Problem to solve
Restate all of the entries exactly, dropping any pictures they hold.

[Stored entries]
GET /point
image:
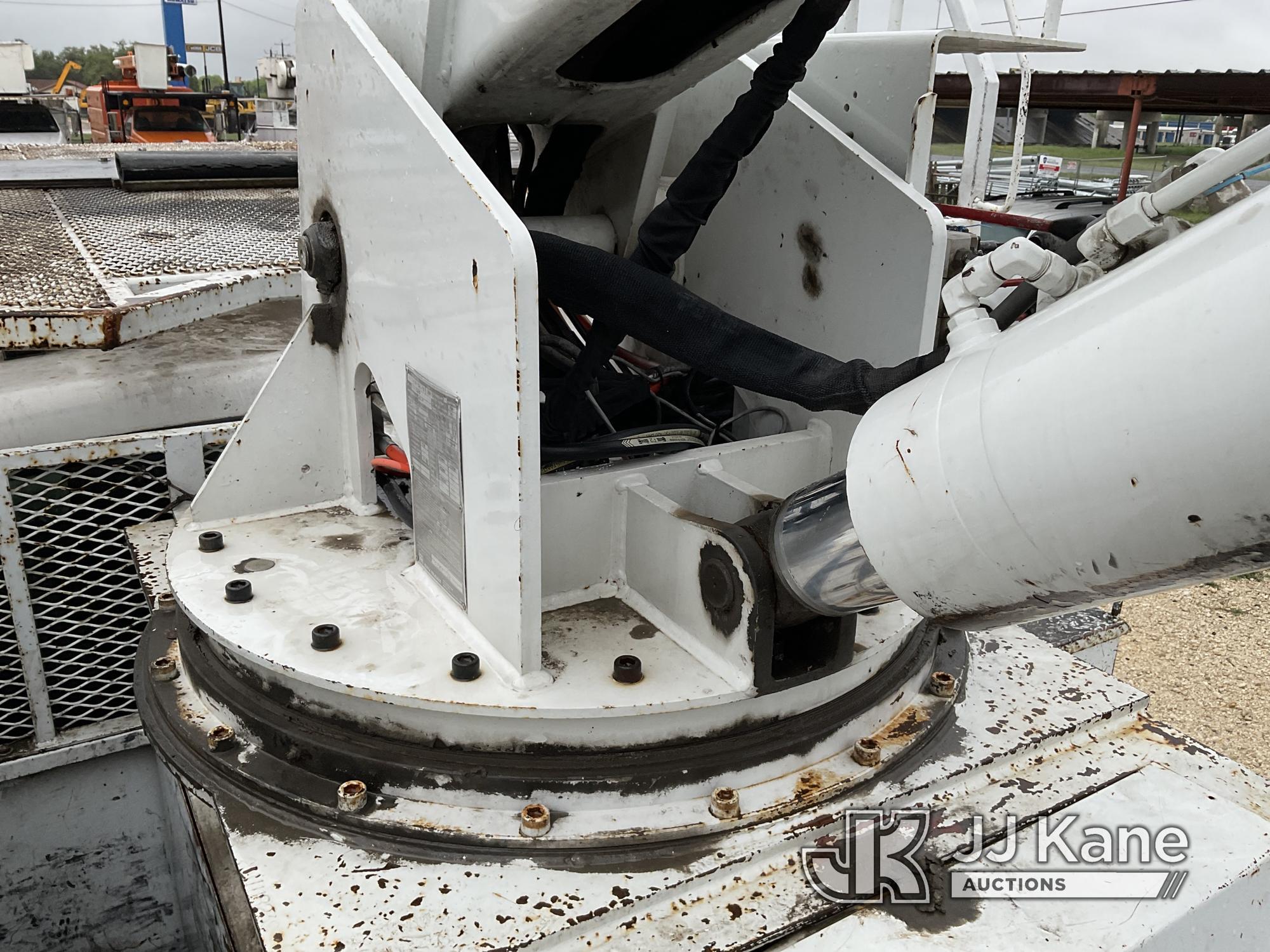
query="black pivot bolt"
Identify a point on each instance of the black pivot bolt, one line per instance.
(326, 638)
(321, 256)
(718, 588)
(628, 670)
(238, 591)
(211, 543)
(465, 667)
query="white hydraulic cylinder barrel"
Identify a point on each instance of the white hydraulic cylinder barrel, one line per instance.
(1114, 445)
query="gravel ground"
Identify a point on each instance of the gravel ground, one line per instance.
(1205, 656)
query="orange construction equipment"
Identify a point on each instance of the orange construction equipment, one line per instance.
(121, 111)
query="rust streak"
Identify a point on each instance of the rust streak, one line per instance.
(902, 463)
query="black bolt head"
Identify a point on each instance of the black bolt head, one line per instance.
(465, 667)
(628, 670)
(321, 255)
(718, 590)
(211, 543)
(326, 638)
(238, 591)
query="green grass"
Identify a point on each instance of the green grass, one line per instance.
(1097, 159)
(1191, 216)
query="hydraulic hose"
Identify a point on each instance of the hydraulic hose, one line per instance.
(672, 319)
(670, 229)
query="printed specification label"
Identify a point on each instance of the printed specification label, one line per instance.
(438, 483)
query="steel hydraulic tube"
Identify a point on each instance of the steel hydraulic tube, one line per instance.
(1112, 446)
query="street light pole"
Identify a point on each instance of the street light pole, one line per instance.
(225, 65)
(225, 56)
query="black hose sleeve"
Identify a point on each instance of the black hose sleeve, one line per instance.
(670, 229)
(672, 319)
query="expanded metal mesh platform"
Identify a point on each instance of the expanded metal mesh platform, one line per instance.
(72, 602)
(97, 267)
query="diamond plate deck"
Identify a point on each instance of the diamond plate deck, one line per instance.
(134, 234)
(40, 266)
(96, 267)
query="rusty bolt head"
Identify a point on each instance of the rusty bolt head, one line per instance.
(867, 753)
(351, 797)
(321, 257)
(726, 803)
(535, 821)
(943, 685)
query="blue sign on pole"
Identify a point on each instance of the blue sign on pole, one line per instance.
(175, 27)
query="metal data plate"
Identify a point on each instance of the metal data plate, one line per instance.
(438, 483)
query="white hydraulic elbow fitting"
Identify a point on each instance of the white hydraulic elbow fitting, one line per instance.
(970, 324)
(1104, 242)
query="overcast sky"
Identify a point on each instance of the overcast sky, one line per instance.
(1180, 35)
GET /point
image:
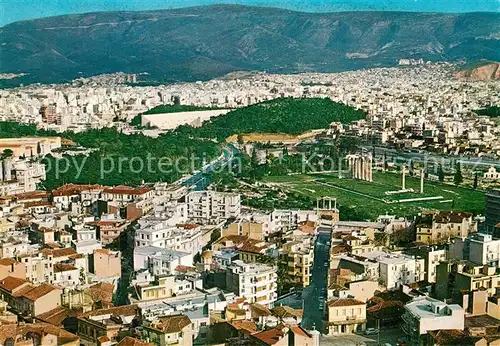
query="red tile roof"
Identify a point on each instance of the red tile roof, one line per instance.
(344, 302)
(10, 283)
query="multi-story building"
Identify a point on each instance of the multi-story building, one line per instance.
(492, 211)
(479, 249)
(66, 275)
(282, 220)
(345, 316)
(424, 314)
(254, 226)
(112, 323)
(107, 263)
(255, 282)
(432, 255)
(455, 277)
(441, 226)
(169, 330)
(28, 299)
(299, 257)
(11, 267)
(182, 237)
(165, 287)
(160, 261)
(397, 269)
(206, 207)
(39, 268)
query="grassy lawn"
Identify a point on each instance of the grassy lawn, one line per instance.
(371, 196)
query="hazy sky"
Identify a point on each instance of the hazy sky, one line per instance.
(14, 10)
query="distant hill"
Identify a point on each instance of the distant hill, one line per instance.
(205, 42)
(282, 116)
(481, 70)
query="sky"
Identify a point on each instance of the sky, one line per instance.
(14, 10)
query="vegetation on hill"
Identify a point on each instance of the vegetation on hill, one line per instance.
(474, 64)
(120, 158)
(136, 121)
(491, 111)
(10, 129)
(283, 115)
(236, 38)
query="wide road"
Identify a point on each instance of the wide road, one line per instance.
(315, 294)
(434, 158)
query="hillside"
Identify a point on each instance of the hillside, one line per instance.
(281, 116)
(204, 42)
(482, 70)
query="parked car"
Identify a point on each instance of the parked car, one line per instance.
(369, 331)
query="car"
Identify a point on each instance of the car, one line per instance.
(369, 331)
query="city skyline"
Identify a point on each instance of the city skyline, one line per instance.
(15, 10)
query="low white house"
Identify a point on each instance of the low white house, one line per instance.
(492, 174)
(424, 314)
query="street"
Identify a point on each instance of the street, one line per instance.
(314, 295)
(387, 337)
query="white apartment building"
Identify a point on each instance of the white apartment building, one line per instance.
(39, 268)
(207, 207)
(286, 219)
(478, 248)
(86, 240)
(160, 261)
(396, 270)
(432, 256)
(185, 238)
(255, 282)
(424, 314)
(66, 275)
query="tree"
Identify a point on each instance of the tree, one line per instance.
(440, 173)
(240, 139)
(458, 174)
(6, 153)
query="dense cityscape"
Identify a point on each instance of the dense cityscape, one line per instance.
(350, 208)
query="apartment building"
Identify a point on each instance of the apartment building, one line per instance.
(112, 323)
(254, 226)
(182, 237)
(86, 241)
(28, 299)
(39, 268)
(432, 256)
(66, 275)
(441, 226)
(396, 270)
(425, 314)
(163, 287)
(282, 220)
(160, 261)
(11, 267)
(107, 263)
(492, 211)
(454, 277)
(479, 248)
(207, 207)
(126, 193)
(299, 257)
(345, 316)
(169, 330)
(255, 282)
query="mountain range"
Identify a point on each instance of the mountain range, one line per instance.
(204, 42)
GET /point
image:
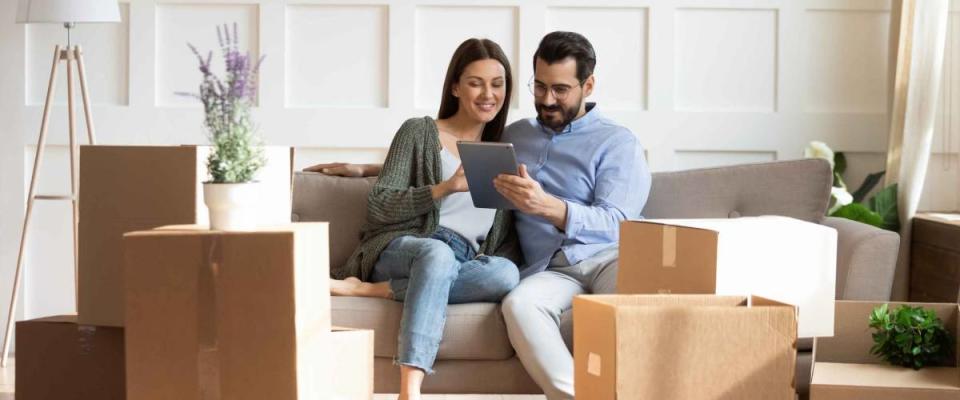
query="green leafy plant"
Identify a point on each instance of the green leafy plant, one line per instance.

Task answer
GET /point
image:
query="black pivot bolt"
Identify a point on each instance of the black pivot bolt, one line per instance.
(326, 638)
(321, 256)
(718, 588)
(628, 670)
(238, 591)
(211, 543)
(465, 667)
query="white hydraulic cylinder barrel"
Identify a point on each instance of the white hydraulic cylinder barrel, one line per instance.
(1114, 445)
query="gravel ground"
Identify a point on each instance of the gravel ground, one line per instance.
(1205, 656)
query="orange construction equipment"
Identify a point on each instance of the orange construction equipment, one line per instance.
(121, 111)
query="rust streak"
Identify a point on each instance of the rust streak, one line per instance.
(902, 463)
query="black bolt head"
Identify a point on each instance of the black bolt head, one line per instance.
(465, 667)
(628, 670)
(321, 255)
(718, 590)
(211, 543)
(326, 638)
(238, 591)
query="green grass"
Identify a point on each instance of the green grass, one line per instance.
(1097, 159)
(1191, 216)
query="hydraulic hose"
Identify a point on each instance of the hydraulic hose, one line per instance.
(672, 319)
(670, 229)
query="printed specification label"
Identify a point on each instance of the printed specification label, one line per instance.
(438, 483)
query="steel hydraulic tube"
Identify a point on each instance of the steel hydraulic tube, one line per instance.
(1112, 446)
query="street light pole"
Identify a point on each instance of the street light pole, one line per instance.
(225, 65)
(225, 56)
query="black hose sleeve"
Identify a point on each instance of the black hose sleeve, one line per instance.
(670, 229)
(672, 319)
query="expanded metal mesh platform"
Identify a point on each instance of the expanded metal mesh platform, one line per instance.
(72, 602)
(97, 267)
query="diamond plate deck"
Identify a point on each instance of the diamond plate deck, one line per instance.
(134, 234)
(40, 266)
(96, 267)
query="rusty bolt head"
Identify a point on each instance of the rusty bolt head, one line per instance.
(867, 753)
(351, 797)
(321, 257)
(726, 803)
(535, 821)
(943, 685)
query="blue sign on pole"
Identify a point on each instance of the blue sign on pole, one line per instance.
(175, 27)
query="metal data plate"
Identify a point on each instance of the metal data plate, one line per instance.
(438, 483)
query="white hydraulic elbow fitting"
Identify a point on each instance of the white hydraulic elbow fitting, one line per instance.
(970, 324)
(1104, 242)
query="overcast sky"
Identify a point on each instance of the overcast sky, one line per instance.
(1180, 35)
GET /point
image:
query="red tile roof"
Identify a point on each instance of the red tile roof, one line per instance.
(344, 302)
(10, 283)
query="multi-story building"
Identify a point on each instance of the multi-story building, one line per instance.
(492, 211)
(479, 249)
(66, 275)
(282, 220)
(345, 316)
(424, 314)
(254, 226)
(112, 323)
(107, 263)
(255, 282)
(432, 255)
(455, 277)
(441, 226)
(169, 330)
(28, 299)
(299, 257)
(11, 267)
(182, 237)
(165, 287)
(160, 261)
(397, 269)
(206, 207)
(39, 268)
query="grassy lawn"
Identify a point on each instance of the grassy lawn, one line per instance.
(371, 196)
query="hazy sky"
Identify a point on each instance of the hazy sky, one line per instance.
(14, 10)
query="distant hill"
Identify a point on each instance of the distant hill, one line per instance.
(205, 42)
(282, 116)
(481, 70)
query="sky"
Identify a point on each instance of the sky, one line per instance.
(14, 10)
query="vegetation on hill"
Identify a point on each instance of the vegetation on hill, one line per instance.
(474, 64)
(120, 158)
(136, 121)
(491, 111)
(10, 129)
(283, 115)
(236, 38)
query="wide road"
Identify a point on each instance of the wide road, one line per instance.
(315, 294)
(434, 158)
query="hillside"
Identify a point on each instance of the hillside, one line per instance.
(281, 116)
(204, 42)
(482, 70)
query="parked car"
Identify a point on each instance of the parked car, one line per instance.
(369, 331)
query="car"
Identify a point on each instance of the car, one line per instance.
(369, 331)
query="city skyline"
Identify a point on each instance of the city skyline, one line per instance.
(15, 10)
query="low white house"
Identify a point on each instance of the low white house, one line per instance.
(492, 174)
(424, 314)
query="street"
Identify a point on each instance of the street, one line per instance.
(314, 295)
(387, 337)
query="white apartment building"
Identify a point on each instance of the white apartment building, one line per instance.
(39, 268)
(207, 207)
(286, 219)
(478, 248)
(86, 240)
(160, 261)
(396, 270)
(432, 256)
(185, 238)
(255, 282)
(424, 314)
(66, 275)
query="tree"
Identify a point on each instance of the tree, one line per instance.
(440, 173)
(240, 139)
(458, 174)
(6, 153)
query="dense cityscape"
Identify a point on each instance of the dense cityscape, one line per instance.
(350, 208)
query="apartment building"
Identify a point on each instance of the apartment building, one line per instance.
(112, 323)
(254, 226)
(182, 237)
(86, 241)
(28, 299)
(39, 268)
(432, 256)
(66, 275)
(441, 226)
(396, 270)
(425, 314)
(163, 287)
(282, 220)
(160, 261)
(11, 267)
(107, 263)
(492, 211)
(454, 277)
(479, 248)
(207, 207)
(126, 193)
(299, 257)
(345, 316)
(169, 330)
(255, 282)
query="mountain range"
Identify a point on each instance of the mountain range, one line per instance.
(204, 42)
GET /point
image:
query="green leafy plant"
Identify a point on each instance of the green leafy plant, one line per instance.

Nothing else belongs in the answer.